Passage
▼

Green space integral to CSU
BY REID MAY
MAY 6, 2010
When planners at Cleveland State University begin considering the design of a new structure, a number of important elements are carefully considered. Green space and its impact on the atmosphere of the building, the environment and potential occupants, is always one of them.
“Creating a structure on an urban campus makes any green space that much more precious,” says Ed Schmittgen, university architect at CSU. “We want the green space we create to be here for a long time.”
To guarantee that longevity, Schmittgen and his team have created what they call the “green space network,” a proposal for connecting campus green spaces in an outdoor-innerlink style.
“The idea is to create a path that is equally convenient [to the innerlink] and links green across the campus,” Schmittgen says. To achieve this effect, planners have begun to establish primary paths through campus, which will focus a great deal on green areas.
“We want to encourage pedestrian movement out there,” says Schmittgen. “We love the innerlink, but we would like to encourage people to use outdoor paths.” On an east to west heading, Schmittgen focuses on Euclid Avenue and the green plazas and lawns that dot the street as you move past campus.
“I like the undulating free form edge along Euclid that sets the green space back,” says Schmittgen. “This change in appearance, gravitating away from the canyon-like look of many downtown streets, makes Cleveland State more inviting.”
“I think at Cleveland State, we wouldn’t have outdoor community if it were all cement,” says LeeAnn Westfall, co-founder of Student Environmental Movement, the group responsible for the rooftop garden at the recreation center. “It has really brought students together.”
“When you allow for green spaces around campus it enhances community interaction because those spaces naturally encourage interaction,” says Schmittgen. The main plaza and the science and research plaza are two prime examples Schmittgen cites.
The other green paths included in the master plan run north to south, along East 19th and East 24th streets. Long term, the three corridors should create a more connected campus.
“You want people to be able to flow through it,” says Schmittgen. “It is about connecting and interweaving. We think a lot about how to accomplish that.” Some of the obstacles confronting planners include the durability of plants and the viability of sites on campus.
However, benefits are immense. “CSU is the largest footprint downtown,” says Westfall.
“It is our responsibility to have green space to reduce pollution into sewer system and the velocity of rainwater, which can overwhelm the sewer system and lead to overflow.”
Westfall mentions direct student benefits as well, saying, “Nature helps you relax. It’s easier than going to the library—a serenity in the mix of all that concrete.” In fact, Westfall cites studies that show hospital patients who heal better with green spaces and expects similar results for students.

▲

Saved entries

▼

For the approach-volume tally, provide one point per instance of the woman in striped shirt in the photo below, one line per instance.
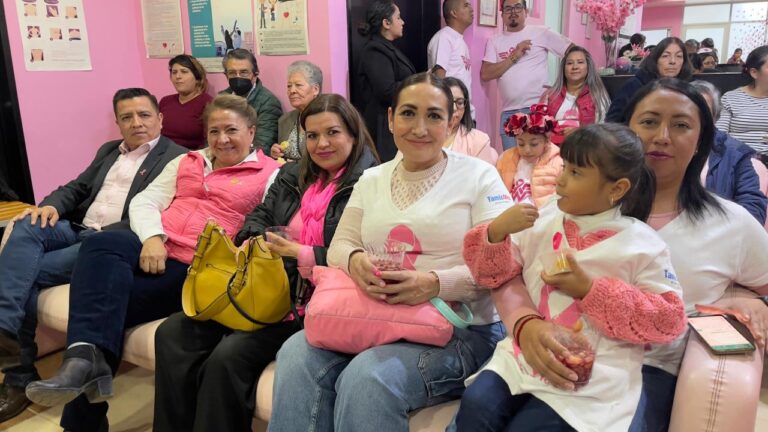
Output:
(745, 110)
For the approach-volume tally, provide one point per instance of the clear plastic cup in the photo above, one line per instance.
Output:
(581, 348)
(281, 231)
(555, 262)
(387, 257)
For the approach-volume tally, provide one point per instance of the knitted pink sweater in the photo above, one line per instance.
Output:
(618, 309)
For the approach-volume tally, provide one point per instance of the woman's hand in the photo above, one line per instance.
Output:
(575, 283)
(282, 247)
(753, 313)
(153, 255)
(365, 275)
(48, 215)
(515, 219)
(408, 287)
(541, 349)
(276, 151)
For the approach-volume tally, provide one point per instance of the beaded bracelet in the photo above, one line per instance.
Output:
(521, 323)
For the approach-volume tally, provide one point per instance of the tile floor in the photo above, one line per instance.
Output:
(131, 410)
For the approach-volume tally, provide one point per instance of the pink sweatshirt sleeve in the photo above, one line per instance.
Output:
(513, 302)
(625, 312)
(491, 264)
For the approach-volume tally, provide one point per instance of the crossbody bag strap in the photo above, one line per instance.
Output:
(452, 316)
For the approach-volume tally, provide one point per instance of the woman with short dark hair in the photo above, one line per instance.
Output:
(182, 112)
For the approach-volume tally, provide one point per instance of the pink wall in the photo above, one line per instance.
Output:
(664, 17)
(66, 116)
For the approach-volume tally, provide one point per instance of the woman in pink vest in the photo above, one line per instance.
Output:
(123, 278)
(578, 97)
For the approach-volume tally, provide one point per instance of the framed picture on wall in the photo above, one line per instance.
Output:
(489, 14)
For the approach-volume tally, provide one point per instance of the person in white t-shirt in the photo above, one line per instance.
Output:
(518, 59)
(423, 199)
(612, 291)
(447, 47)
(714, 243)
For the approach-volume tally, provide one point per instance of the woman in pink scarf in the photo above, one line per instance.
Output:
(206, 373)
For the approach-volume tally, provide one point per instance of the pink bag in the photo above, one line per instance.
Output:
(341, 317)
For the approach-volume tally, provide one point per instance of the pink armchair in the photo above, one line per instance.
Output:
(717, 392)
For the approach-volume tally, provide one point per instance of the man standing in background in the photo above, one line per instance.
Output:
(447, 47)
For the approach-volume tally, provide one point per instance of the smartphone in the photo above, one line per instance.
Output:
(723, 334)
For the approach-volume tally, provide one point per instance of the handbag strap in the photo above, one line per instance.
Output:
(236, 305)
(238, 279)
(452, 316)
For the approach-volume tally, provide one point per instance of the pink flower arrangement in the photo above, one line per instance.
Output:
(538, 122)
(609, 15)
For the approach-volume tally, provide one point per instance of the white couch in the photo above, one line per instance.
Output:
(52, 313)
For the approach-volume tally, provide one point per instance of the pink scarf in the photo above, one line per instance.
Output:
(314, 205)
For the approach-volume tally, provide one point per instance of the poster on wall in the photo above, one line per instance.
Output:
(162, 28)
(53, 35)
(217, 27)
(282, 27)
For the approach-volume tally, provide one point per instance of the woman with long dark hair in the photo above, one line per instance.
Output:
(667, 60)
(382, 67)
(578, 87)
(206, 373)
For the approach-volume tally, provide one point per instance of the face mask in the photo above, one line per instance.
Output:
(240, 86)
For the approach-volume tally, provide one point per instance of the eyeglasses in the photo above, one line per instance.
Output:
(507, 10)
(242, 73)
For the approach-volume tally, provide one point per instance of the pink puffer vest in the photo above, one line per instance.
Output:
(226, 195)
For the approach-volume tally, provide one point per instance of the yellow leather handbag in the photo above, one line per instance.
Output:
(244, 289)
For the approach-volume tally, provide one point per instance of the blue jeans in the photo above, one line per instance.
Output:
(487, 405)
(318, 390)
(507, 142)
(655, 407)
(34, 258)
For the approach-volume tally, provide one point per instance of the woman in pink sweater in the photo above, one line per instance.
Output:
(531, 169)
(124, 278)
(610, 293)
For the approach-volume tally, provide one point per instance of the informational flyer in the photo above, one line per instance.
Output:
(282, 27)
(219, 26)
(162, 28)
(53, 35)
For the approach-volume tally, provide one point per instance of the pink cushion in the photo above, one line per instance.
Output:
(340, 317)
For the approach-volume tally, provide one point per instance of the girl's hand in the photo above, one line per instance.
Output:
(515, 219)
(575, 283)
(753, 313)
(366, 275)
(408, 287)
(541, 349)
(281, 246)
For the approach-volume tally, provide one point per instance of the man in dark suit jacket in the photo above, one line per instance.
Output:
(42, 248)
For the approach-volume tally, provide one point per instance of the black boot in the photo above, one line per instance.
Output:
(9, 349)
(84, 370)
(13, 401)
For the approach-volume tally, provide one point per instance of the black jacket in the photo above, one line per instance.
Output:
(73, 199)
(382, 68)
(283, 201)
(621, 100)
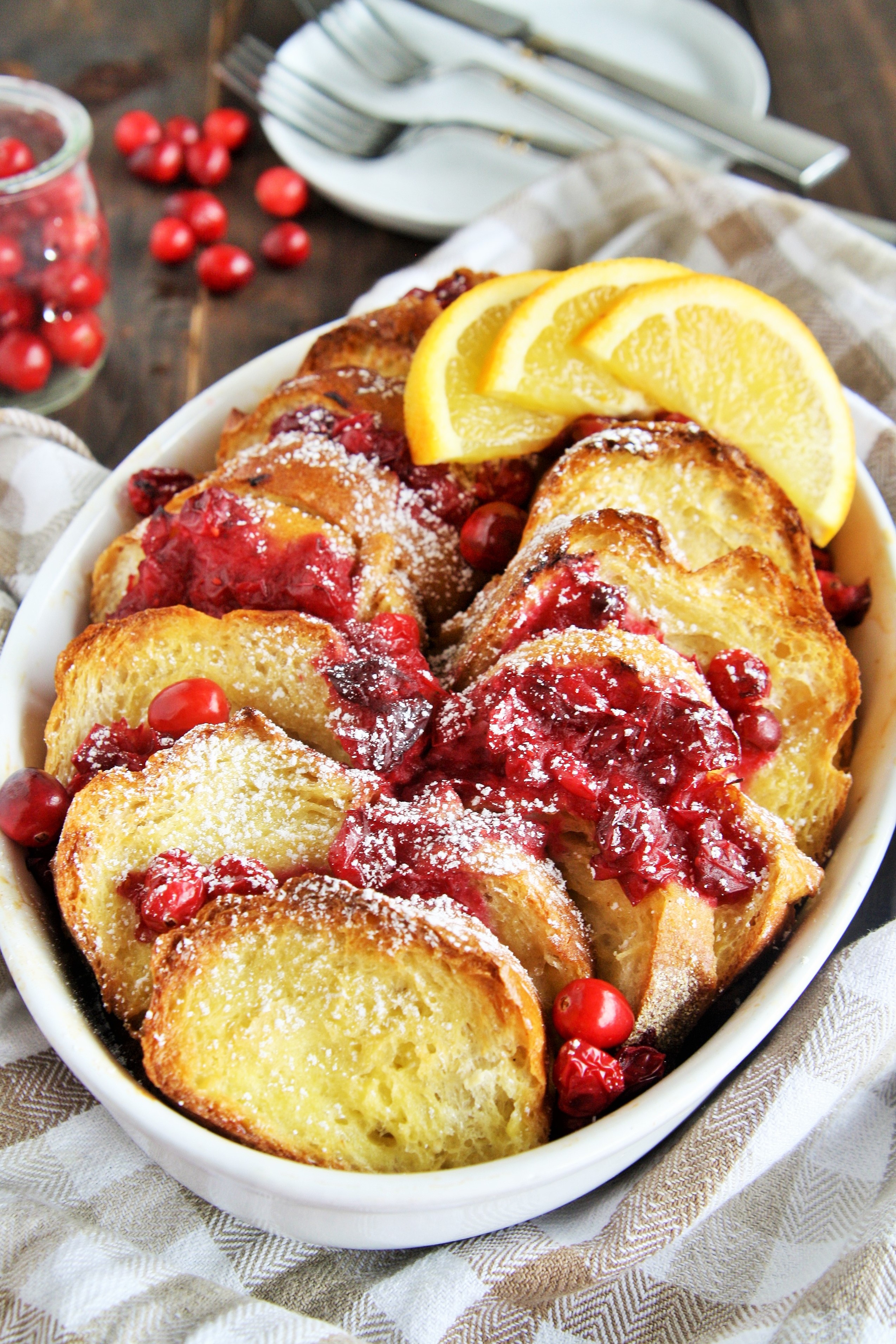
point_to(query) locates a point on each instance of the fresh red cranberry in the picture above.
(225, 267)
(587, 1078)
(283, 193)
(70, 236)
(738, 678)
(185, 705)
(25, 362)
(15, 156)
(76, 338)
(171, 241)
(491, 535)
(160, 162)
(202, 212)
(135, 131)
(174, 889)
(207, 162)
(758, 729)
(286, 245)
(72, 284)
(33, 808)
(183, 130)
(155, 487)
(17, 307)
(594, 1011)
(227, 125)
(847, 603)
(11, 257)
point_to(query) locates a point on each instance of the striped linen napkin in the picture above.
(769, 1217)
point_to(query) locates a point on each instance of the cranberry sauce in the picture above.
(644, 765)
(385, 695)
(215, 557)
(176, 886)
(109, 745)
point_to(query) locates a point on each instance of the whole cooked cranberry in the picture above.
(594, 1011)
(72, 284)
(183, 705)
(11, 257)
(225, 267)
(738, 678)
(758, 729)
(286, 245)
(174, 889)
(227, 125)
(33, 808)
(171, 241)
(17, 307)
(491, 535)
(183, 130)
(280, 191)
(25, 362)
(587, 1078)
(202, 212)
(15, 156)
(70, 236)
(207, 162)
(155, 487)
(160, 162)
(135, 131)
(76, 338)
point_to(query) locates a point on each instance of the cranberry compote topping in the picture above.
(156, 487)
(109, 745)
(645, 767)
(385, 694)
(33, 808)
(215, 557)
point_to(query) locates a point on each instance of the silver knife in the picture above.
(792, 153)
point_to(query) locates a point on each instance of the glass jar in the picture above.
(54, 253)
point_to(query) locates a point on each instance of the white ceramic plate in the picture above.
(346, 1209)
(452, 175)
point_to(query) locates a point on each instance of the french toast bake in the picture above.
(336, 913)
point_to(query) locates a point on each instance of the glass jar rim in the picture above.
(75, 122)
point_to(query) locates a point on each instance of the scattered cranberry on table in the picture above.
(491, 535)
(202, 212)
(185, 705)
(280, 191)
(15, 156)
(173, 241)
(593, 1011)
(207, 162)
(135, 131)
(227, 125)
(225, 267)
(25, 361)
(286, 245)
(33, 808)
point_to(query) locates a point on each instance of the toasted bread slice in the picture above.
(707, 495)
(365, 1033)
(240, 788)
(737, 601)
(343, 392)
(263, 660)
(670, 952)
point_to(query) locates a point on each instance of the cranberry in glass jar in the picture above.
(56, 252)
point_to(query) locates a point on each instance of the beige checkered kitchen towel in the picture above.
(772, 1215)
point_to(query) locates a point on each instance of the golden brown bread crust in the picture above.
(263, 660)
(706, 494)
(340, 390)
(738, 601)
(240, 788)
(363, 1033)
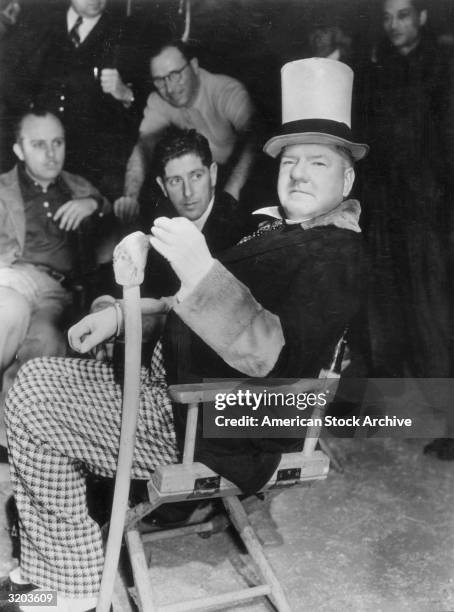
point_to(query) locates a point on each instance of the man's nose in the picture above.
(50, 151)
(187, 188)
(299, 171)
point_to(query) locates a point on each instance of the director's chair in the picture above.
(191, 480)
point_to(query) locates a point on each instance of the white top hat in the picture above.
(316, 106)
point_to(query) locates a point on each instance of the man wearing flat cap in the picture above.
(274, 305)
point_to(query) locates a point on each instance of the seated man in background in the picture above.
(188, 96)
(42, 209)
(187, 177)
(274, 305)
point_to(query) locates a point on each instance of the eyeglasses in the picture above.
(173, 77)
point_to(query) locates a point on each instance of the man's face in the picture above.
(41, 146)
(323, 41)
(402, 24)
(313, 179)
(175, 79)
(89, 8)
(189, 185)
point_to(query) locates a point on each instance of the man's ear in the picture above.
(423, 17)
(162, 186)
(349, 178)
(195, 65)
(214, 174)
(18, 151)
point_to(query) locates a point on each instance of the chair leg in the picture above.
(120, 598)
(140, 571)
(241, 522)
(335, 462)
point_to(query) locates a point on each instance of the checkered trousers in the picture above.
(62, 416)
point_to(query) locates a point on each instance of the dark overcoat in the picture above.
(310, 280)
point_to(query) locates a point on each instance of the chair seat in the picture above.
(196, 481)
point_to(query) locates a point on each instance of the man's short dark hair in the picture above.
(418, 5)
(34, 111)
(163, 43)
(176, 142)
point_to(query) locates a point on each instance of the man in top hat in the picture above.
(273, 306)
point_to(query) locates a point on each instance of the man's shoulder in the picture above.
(9, 179)
(219, 82)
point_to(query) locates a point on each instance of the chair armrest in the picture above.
(207, 391)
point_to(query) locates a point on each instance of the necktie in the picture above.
(271, 226)
(74, 32)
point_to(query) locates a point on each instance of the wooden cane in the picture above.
(129, 263)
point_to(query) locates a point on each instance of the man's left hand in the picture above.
(112, 84)
(184, 247)
(71, 214)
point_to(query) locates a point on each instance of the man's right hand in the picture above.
(93, 330)
(126, 208)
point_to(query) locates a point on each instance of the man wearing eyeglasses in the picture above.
(190, 97)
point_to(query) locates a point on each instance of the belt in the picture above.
(58, 276)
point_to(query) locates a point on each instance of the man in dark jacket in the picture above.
(187, 177)
(76, 63)
(407, 179)
(273, 305)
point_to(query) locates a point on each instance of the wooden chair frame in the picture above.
(192, 480)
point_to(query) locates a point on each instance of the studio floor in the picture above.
(378, 537)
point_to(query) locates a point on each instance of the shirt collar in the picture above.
(200, 222)
(345, 216)
(87, 25)
(27, 181)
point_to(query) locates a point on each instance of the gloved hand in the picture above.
(185, 248)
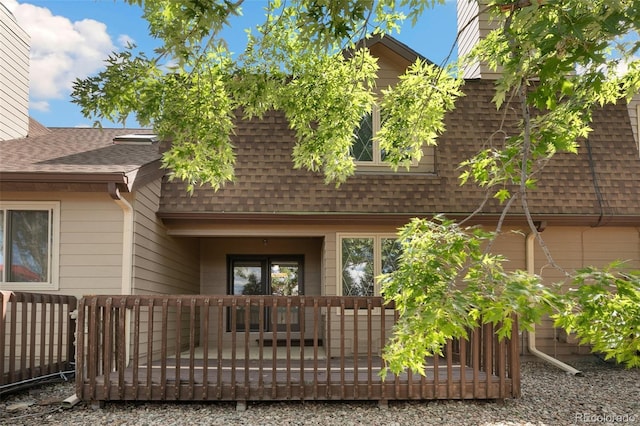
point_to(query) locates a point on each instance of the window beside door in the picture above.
(362, 259)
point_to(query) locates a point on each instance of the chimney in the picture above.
(472, 26)
(14, 77)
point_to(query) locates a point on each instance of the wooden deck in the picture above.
(336, 380)
(187, 348)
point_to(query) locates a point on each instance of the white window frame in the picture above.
(377, 256)
(376, 164)
(52, 282)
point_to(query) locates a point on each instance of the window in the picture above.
(362, 258)
(369, 156)
(268, 275)
(28, 246)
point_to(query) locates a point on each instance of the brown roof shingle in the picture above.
(75, 156)
(266, 183)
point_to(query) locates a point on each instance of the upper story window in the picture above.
(363, 258)
(368, 155)
(28, 245)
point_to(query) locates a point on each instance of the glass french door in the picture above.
(266, 275)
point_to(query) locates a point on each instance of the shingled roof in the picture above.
(75, 159)
(599, 185)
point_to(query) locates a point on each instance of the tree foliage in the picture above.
(603, 309)
(558, 60)
(446, 284)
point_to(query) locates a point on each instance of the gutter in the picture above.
(529, 250)
(127, 239)
(127, 257)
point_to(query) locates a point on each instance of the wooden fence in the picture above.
(243, 348)
(36, 336)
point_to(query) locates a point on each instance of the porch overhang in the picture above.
(182, 219)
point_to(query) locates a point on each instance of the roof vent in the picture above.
(135, 139)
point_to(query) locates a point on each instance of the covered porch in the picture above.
(195, 348)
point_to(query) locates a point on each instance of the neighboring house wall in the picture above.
(14, 77)
(573, 248)
(89, 242)
(473, 26)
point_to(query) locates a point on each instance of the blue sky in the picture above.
(71, 38)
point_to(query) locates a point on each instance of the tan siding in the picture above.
(390, 66)
(162, 264)
(90, 243)
(479, 27)
(14, 78)
(634, 115)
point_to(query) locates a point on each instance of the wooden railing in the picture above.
(36, 336)
(193, 347)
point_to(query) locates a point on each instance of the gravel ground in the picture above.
(605, 394)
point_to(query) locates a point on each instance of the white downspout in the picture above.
(529, 250)
(127, 257)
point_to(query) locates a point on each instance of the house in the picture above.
(111, 223)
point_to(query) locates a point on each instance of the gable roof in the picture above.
(79, 159)
(598, 186)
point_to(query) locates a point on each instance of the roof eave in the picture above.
(203, 218)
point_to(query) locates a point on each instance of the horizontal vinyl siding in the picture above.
(90, 241)
(634, 115)
(162, 264)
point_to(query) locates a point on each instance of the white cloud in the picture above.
(61, 50)
(124, 40)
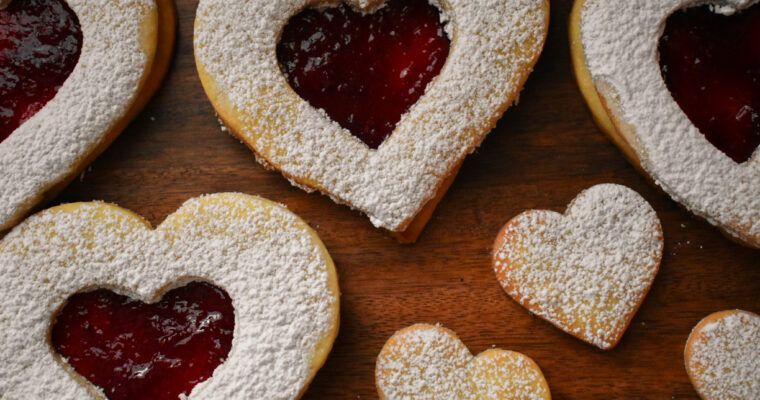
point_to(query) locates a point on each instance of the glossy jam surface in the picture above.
(711, 64)
(40, 43)
(138, 351)
(365, 71)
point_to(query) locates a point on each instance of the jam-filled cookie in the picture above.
(430, 362)
(375, 103)
(586, 271)
(231, 297)
(73, 73)
(674, 83)
(723, 356)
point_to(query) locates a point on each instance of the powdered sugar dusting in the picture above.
(620, 41)
(499, 374)
(725, 361)
(48, 146)
(425, 362)
(588, 270)
(491, 55)
(263, 256)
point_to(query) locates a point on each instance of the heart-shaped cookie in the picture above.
(277, 273)
(73, 73)
(723, 356)
(699, 151)
(399, 184)
(430, 362)
(586, 271)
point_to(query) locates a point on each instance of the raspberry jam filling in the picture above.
(40, 43)
(711, 64)
(137, 351)
(364, 70)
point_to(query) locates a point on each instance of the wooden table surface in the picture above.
(542, 153)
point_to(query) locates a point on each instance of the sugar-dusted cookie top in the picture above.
(723, 356)
(430, 362)
(280, 278)
(119, 39)
(491, 56)
(618, 50)
(586, 271)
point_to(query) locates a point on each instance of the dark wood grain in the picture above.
(542, 153)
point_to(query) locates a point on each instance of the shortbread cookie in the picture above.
(218, 257)
(430, 362)
(586, 271)
(672, 82)
(723, 356)
(76, 73)
(312, 142)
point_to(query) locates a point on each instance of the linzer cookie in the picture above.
(723, 356)
(74, 73)
(586, 271)
(374, 103)
(232, 297)
(674, 84)
(427, 362)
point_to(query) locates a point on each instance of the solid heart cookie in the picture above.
(586, 271)
(676, 88)
(723, 356)
(399, 184)
(72, 75)
(430, 362)
(215, 254)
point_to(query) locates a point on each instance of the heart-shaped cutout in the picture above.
(430, 362)
(616, 50)
(723, 356)
(40, 43)
(276, 271)
(133, 350)
(586, 271)
(364, 70)
(399, 184)
(711, 65)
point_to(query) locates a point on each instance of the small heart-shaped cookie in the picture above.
(494, 46)
(587, 271)
(723, 356)
(430, 362)
(73, 74)
(279, 277)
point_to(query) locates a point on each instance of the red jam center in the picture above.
(40, 43)
(711, 64)
(365, 71)
(137, 351)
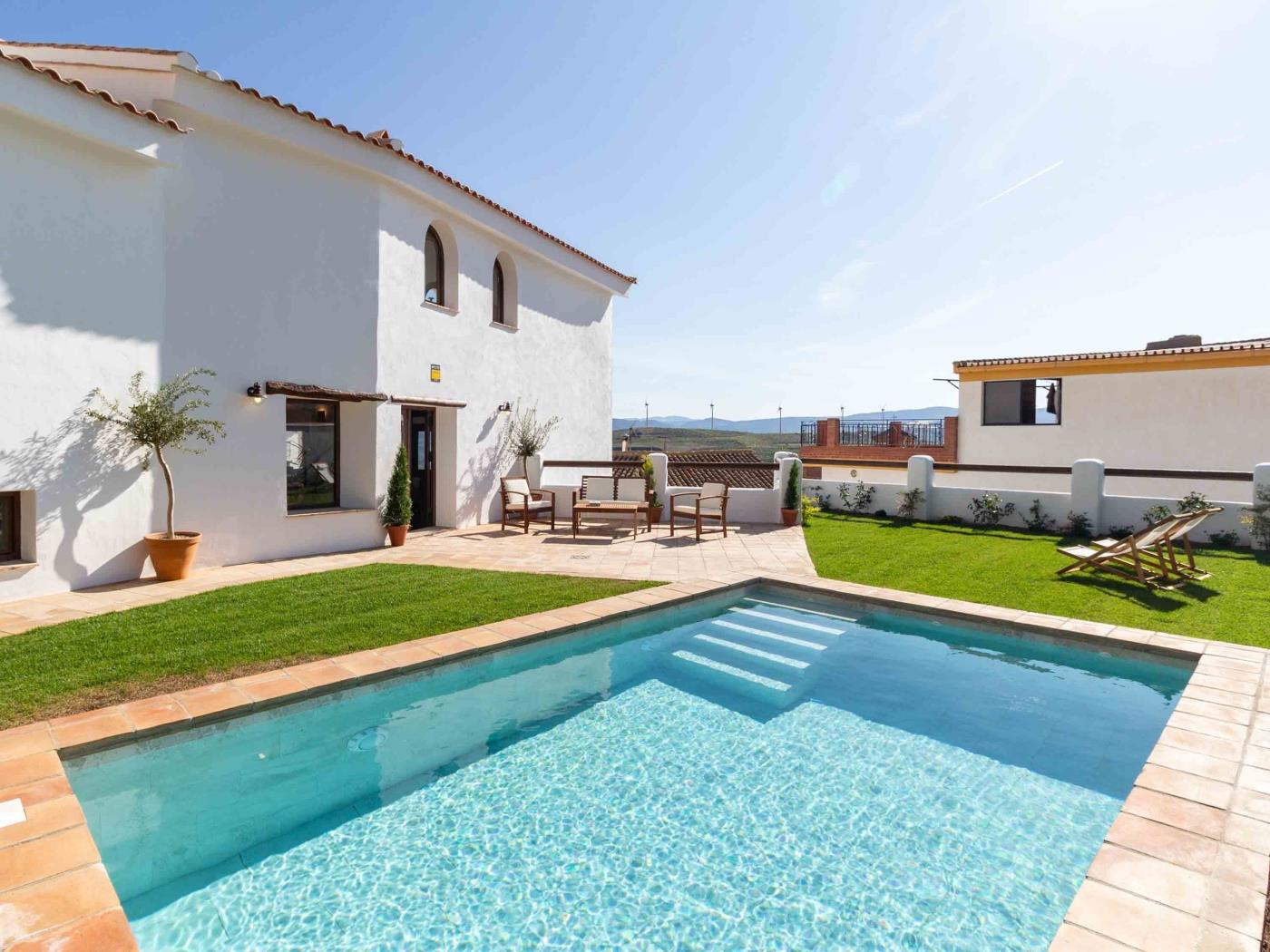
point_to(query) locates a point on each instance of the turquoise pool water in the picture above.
(758, 772)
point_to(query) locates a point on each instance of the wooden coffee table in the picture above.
(611, 508)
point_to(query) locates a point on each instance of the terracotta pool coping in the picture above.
(1184, 867)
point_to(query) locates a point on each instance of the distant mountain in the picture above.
(772, 424)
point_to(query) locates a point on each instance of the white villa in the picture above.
(348, 296)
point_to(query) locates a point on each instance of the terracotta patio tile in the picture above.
(1181, 847)
(1073, 938)
(28, 739)
(155, 714)
(1208, 726)
(89, 729)
(1189, 762)
(1221, 713)
(321, 675)
(104, 932)
(269, 687)
(1244, 867)
(1174, 811)
(32, 767)
(37, 791)
(1218, 938)
(1247, 833)
(1202, 743)
(1187, 786)
(1132, 919)
(213, 701)
(1236, 908)
(365, 664)
(54, 854)
(1153, 879)
(42, 818)
(48, 903)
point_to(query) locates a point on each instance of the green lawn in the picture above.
(1018, 570)
(207, 637)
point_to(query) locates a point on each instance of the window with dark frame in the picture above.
(10, 529)
(313, 454)
(499, 295)
(434, 269)
(1022, 403)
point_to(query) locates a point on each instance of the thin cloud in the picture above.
(1021, 183)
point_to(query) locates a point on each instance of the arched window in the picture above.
(499, 295)
(435, 269)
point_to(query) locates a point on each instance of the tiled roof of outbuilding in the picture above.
(95, 92)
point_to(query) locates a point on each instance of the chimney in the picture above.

▲

Exercise set
1/ In the green space article, along which two streets do the north-to-south green paths in the master plan run?
2/ Reproduce the green space article's stretch from "The other green" through "more connected campus.".

Answers for the tasks
1/ East 19th and East 24th streets.

2/
The other green paths included in the master plan run north to south, along East 19th and East 24th streets. Long term, the three corridors should create a more connected campus.